# Start of Records for the task

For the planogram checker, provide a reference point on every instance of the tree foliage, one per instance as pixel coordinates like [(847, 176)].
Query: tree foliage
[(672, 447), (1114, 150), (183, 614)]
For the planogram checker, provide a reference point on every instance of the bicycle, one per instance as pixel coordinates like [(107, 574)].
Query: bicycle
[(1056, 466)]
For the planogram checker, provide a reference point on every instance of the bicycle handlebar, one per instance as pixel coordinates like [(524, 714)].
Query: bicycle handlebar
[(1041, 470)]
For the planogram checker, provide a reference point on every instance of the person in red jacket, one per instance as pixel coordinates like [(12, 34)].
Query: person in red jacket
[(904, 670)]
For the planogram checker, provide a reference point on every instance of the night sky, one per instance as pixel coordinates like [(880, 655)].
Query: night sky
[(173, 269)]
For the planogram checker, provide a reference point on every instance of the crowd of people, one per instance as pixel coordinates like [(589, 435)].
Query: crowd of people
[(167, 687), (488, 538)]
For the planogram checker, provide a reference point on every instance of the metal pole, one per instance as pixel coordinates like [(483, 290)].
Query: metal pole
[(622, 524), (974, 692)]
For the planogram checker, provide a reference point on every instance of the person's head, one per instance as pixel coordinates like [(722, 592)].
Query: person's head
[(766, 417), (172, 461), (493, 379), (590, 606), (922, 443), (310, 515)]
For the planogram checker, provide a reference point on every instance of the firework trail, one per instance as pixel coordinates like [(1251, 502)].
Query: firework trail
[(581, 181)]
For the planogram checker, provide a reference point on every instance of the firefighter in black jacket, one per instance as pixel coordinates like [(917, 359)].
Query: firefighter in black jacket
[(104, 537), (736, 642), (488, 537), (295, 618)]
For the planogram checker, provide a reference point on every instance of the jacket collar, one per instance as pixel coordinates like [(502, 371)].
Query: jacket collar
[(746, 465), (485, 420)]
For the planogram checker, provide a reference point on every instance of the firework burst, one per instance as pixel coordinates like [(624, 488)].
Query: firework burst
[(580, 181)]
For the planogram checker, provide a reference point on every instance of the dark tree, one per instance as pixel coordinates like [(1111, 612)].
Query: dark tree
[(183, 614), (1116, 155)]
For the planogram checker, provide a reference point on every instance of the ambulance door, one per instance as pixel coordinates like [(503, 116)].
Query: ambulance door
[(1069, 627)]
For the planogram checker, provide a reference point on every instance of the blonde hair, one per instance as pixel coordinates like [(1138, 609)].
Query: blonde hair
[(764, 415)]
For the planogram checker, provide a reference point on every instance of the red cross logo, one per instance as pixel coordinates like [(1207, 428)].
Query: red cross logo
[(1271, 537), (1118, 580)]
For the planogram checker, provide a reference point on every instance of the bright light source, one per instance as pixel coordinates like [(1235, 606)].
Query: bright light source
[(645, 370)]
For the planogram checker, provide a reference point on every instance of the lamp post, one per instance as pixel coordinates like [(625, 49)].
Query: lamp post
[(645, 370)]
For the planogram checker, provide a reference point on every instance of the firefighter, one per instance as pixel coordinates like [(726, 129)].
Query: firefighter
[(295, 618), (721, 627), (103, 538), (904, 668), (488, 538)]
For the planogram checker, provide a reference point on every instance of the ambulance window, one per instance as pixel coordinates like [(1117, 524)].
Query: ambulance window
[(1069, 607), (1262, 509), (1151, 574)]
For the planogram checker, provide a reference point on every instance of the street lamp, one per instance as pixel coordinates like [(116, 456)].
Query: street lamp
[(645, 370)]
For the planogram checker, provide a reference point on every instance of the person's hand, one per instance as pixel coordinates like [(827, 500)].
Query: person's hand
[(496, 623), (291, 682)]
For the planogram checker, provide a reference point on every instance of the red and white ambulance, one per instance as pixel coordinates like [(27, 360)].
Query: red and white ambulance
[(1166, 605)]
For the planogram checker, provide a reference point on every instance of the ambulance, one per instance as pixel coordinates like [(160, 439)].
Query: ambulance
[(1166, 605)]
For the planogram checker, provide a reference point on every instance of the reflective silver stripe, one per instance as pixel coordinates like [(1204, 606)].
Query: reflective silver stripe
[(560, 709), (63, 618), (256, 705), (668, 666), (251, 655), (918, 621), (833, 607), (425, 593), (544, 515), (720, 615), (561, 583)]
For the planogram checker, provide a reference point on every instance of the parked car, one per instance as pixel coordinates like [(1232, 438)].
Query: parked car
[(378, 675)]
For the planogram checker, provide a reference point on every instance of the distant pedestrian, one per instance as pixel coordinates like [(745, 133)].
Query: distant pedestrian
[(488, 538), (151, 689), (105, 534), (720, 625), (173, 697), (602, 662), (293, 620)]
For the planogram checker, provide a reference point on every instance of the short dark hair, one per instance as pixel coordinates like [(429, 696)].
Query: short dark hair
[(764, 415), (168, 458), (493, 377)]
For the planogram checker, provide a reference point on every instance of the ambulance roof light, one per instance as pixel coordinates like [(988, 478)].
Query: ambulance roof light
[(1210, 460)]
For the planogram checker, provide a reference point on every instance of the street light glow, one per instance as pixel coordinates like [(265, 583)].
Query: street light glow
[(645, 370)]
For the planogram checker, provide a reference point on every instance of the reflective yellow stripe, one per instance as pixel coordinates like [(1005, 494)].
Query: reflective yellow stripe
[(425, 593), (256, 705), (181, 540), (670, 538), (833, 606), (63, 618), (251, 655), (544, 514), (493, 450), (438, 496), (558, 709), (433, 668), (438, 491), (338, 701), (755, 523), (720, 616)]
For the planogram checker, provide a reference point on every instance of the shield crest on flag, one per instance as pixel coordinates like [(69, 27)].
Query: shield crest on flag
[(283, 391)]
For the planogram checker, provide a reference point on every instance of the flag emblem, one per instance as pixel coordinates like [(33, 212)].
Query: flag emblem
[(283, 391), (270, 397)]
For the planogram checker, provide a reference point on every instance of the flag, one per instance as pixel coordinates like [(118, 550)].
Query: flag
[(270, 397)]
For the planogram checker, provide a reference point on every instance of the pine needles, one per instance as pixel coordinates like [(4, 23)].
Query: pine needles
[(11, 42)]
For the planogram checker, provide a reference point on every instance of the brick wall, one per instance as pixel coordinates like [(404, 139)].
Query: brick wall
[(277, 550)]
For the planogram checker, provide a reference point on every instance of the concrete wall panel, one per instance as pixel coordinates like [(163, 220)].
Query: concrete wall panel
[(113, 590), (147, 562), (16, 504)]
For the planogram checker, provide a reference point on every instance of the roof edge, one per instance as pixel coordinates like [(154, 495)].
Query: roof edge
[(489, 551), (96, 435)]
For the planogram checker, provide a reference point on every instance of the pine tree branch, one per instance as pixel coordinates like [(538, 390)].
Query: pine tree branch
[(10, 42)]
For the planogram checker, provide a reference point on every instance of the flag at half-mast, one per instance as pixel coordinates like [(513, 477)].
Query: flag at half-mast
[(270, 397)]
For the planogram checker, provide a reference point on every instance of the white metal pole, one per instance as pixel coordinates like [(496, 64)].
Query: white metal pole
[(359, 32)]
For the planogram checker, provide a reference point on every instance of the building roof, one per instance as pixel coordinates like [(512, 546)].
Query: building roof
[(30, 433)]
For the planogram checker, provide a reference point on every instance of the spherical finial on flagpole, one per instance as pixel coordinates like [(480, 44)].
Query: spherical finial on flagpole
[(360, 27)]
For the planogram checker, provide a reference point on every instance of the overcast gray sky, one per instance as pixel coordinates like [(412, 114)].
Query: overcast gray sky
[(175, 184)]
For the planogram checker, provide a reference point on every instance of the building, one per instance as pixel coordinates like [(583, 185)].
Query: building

# End of Records for the task

■ Objective ■
Rewrite all of the lines above, changing every "planogram checker" to "shelf auditor" and leaving everything else as it is.

■ Written response ■
For the shelf auditor, provide a reference point on every instance of the tree foliage, one per instance as pixel coordinates like [(847, 176)].
Query: tree foliage
[(672, 447), (1114, 150), (183, 614)]
For the shelf auditor, provide a reference point on every instance of the bicycle, one per instance as pixel coordinates like [(107, 574)].
Query: bicycle
[(1056, 466)]
For the shelf auditor, provide a reference point on every instance of the bicycle handlebar, one per instance as pixel coordinates like [(524, 714)].
Query: bicycle handlebar
[(1041, 470)]
For the shelf auditor, provide a reference point on every instance of the person in red jacket, one per instance as pixel coordinates like [(12, 34)].
Query: person in red jacket
[(904, 670)]
For the shelf auditor, provide a reference point on every instance of the night sky, one per instance as pixel coordinates like [(880, 655)].
Query: night sky
[(173, 269)]
For the shelf auditor, provide a reference point on every instance of the crowd of people, one per instance as pixel coordinates like [(589, 435)].
Query: crowd of people
[(167, 687), (488, 538)]
For the shelf auditor, provide a reference point on every instance of the metal pole, one per instance as pixel coordinates like [(483, 290)].
Query: metal pole
[(622, 524), (974, 692)]
For the shelf auditor, provide a reference point on every instance of the person's head, one per instance as pixel coordinates like [(722, 592)].
Query: person's head
[(766, 417), (172, 461), (493, 379), (590, 606), (922, 443), (310, 515)]
For the shelf auditor, provide a reference point on every instance of the firework trail, one per instance as pixel coordinates like [(1251, 502)].
Query: firework trail
[(581, 181)]
For the shelf auditor, provide a reference point on every instance of the firefighter in black jacket, one per instance as pixel coordinates like [(917, 359)].
Query: firefighter in black jacket
[(104, 537), (736, 642), (488, 537), (295, 618)]
For the shelf auditor, provide a reference point on every instance of the jacket collar, one per instance as pixel coordinates like [(502, 371)].
Query: jacket collar
[(746, 465), (485, 420)]
For the shelf auditor, provide a reference point on every instance of the firework burst, one per instance as pixel coordinates like [(624, 488)].
Query: firework burst
[(580, 181)]
For the shelf auditor, provide a reference point on every instance of the dark tree, one per instance as pixel coordinates like [(1111, 612)].
Query: dark tree
[(183, 614), (1116, 155)]
For the shelf auditor, provide a reference point on every instance of the ambulance door, one per instance as pixel coordinates like [(503, 116)].
Query: ambulance door
[(1069, 627)]
For the shelf auditor, provide a reference point on every instance of the blonde hair, one per instance as pixel coordinates like [(1138, 609)].
Query: blonde hair
[(764, 415)]
For the shelf auditor, provide a reference point on every instance of the red cross logo, one per instance as pixel coordinates like [(1207, 428)].
Query: red cross logo
[(1271, 537), (1118, 580)]
For the shelf auditor, provide a reference point on every instance of the bright light source, one per instance as pixel coordinates like [(1235, 606)].
Query: bright light source
[(645, 370)]
For the shelf auditor, provide a reference point on every instance of the lamp post, one per instance as pixel coordinates like [(625, 49)].
Query: lamp post
[(645, 370)]
For the shelf auditor, provide a reference point on every instance of the firefighter, one per instance as pixel coordinates like [(726, 129)].
Query: firefighter
[(295, 618), (721, 627), (103, 538), (904, 668), (488, 538)]
For the shelf auditor, provide a reference point on every instance of the ambulance window, one per instance as pixel coordinates like [(1117, 524)].
Query: ambulance window
[(1069, 607), (1262, 509), (1151, 574)]
For the shelf auditor, provide a reference point on every instance of the street lamp, one per instance as pixel coordinates like [(116, 456)].
Query: street lamp
[(645, 370)]
For the shelf auditor, provide a reference point on every instance of the person's hand, one per instance as pixel coordinates like [(827, 500)].
Query: person's hand
[(496, 623), (291, 682)]
For the shelf auditor, provide a reference point on every instance of the red and white ambulance, one per instance as pixel coordinates like [(27, 360)].
Query: red and white ambulance
[(1166, 605)]
For the shelf auditor, provide a reference point on every instance of the ambulance, one per instance as pixel coordinates like [(160, 439)].
Query: ambulance
[(1166, 605)]
For the shelf auditor, provide a reference point on every instance of the reflective silver stripe, one per instance as pixel coordinates like [(1204, 606)].
Query: reflective silver stripe
[(560, 709), (63, 618), (256, 705), (668, 666), (251, 655), (918, 621), (833, 607), (425, 593), (544, 515), (720, 615), (561, 583)]
For the shelf auditor, provide a reference point on every instance of the parked car, one per instance as pixel coordinates like [(1232, 438)].
Query: parked car
[(378, 675)]
For the shelf auditor, provide a reference point on every instance of the distant pedestrian, one per instance as pixel coordinates like [(745, 133)].
Query: distant pedestrian
[(488, 538), (151, 689), (105, 534), (720, 625), (173, 697), (602, 662), (293, 620)]
For the shelf auditor, provide a reference point on every instance of the short dark hair, one per instance as pixel coordinates like [(429, 696)].
Query: short dark hair
[(764, 415), (168, 458), (493, 377)]
For the shelf auditor, provide a reference point on every instance of the ambulance roof light, one per instance as pixel coordinates like [(988, 478)].
Query: ambulance roof light
[(1210, 460)]
For the shelf auditor, provide a reference point on every instance of the street light glow, one per instance as pixel coordinates like [(265, 583)].
Query: street light glow
[(645, 370)]
For the shelf auditor, provide a reference point on every instance of the reflective yellow stripe, one per instance as pixel coordinates like [(1005, 494)].
Query: reflective yellow stripe
[(425, 593), (256, 705), (181, 540), (670, 538), (833, 606), (63, 618), (251, 655), (544, 514), (493, 450), (438, 496), (558, 709), (433, 668), (438, 491), (338, 701), (755, 523), (720, 616)]
For the shelf auditor, provide a reference point on every instance of the shield crest on flag, one per instance as pixel coordinates like [(69, 27)].
Query: shield crest on flag
[(283, 391)]
For the shelf auditor, provide a reference point on every instance of the flag emblem, one per instance as pixel coordinates like [(33, 212)].
Query: flag emblem
[(283, 391), (270, 397)]
For the shelf auditor, provide a reference point on every instance of the flag, one per instance as pixel coordinates like [(118, 550)].
Query: flag
[(270, 397)]
For the shelf auditor, provide a reference point on every instance of the pine needles, one per instance as pixel coordinates like [(4, 23)].
Query: pine needles
[(11, 42)]
For the shelf auditor, provide a reference point on every instance of the brick wall, one per instance as pixel coordinates like [(404, 139)].
Query: brick wall
[(277, 550)]
For the shelf auditor, provide a reference point on every instance of the concrete wall panel, one per instance as pixel coordinates like [(163, 220)].
Query: concrete wall panel
[(113, 590), (147, 562), (16, 504)]
For the shelf auditor, provide a reference point on every instance of the roof edge, one per instance as pixel coordinates like [(154, 495)].
Query: roof edge
[(489, 551), (96, 435)]
For the shelf auditor, provide a reference point on every instance of the pine tree branch, one per instance as pixel coordinates like [(538, 390)].
Query: pine tree branch
[(10, 42)]
For the shelf auditor, provide a reference point on every instance of the flag at half-mast, one per instance as pixel coordinates like [(513, 477)].
Query: flag at half-mast
[(270, 397)]
For the shelf auditor, provide a reference point on every instance of the white metal pole, one per instance as pixel coordinates like [(496, 64)].
Query: white metal pole
[(359, 32)]
For the shelf auditor, provide a reference point on every instance of the building roof, one per instance as pixel coordinates like [(512, 546)].
Query: building roof
[(30, 433)]
For the shelf auditor, provide a reference point on every instance of the spherical finial on flagpole, one per instance as pixel coordinates like [(480, 44)].
Query: spherical finial on flagpole
[(360, 27)]
For the shelf auditor, provide a reference point on every instance of the overcast gray sky, one per instance as pixel coordinates like [(412, 114)].
Query: overcast gray sky
[(175, 184)]
For the shelf auditor, provide a reference point on every instance of the building, one per instance as pixel coordinates like [(583, 185)].
Query: building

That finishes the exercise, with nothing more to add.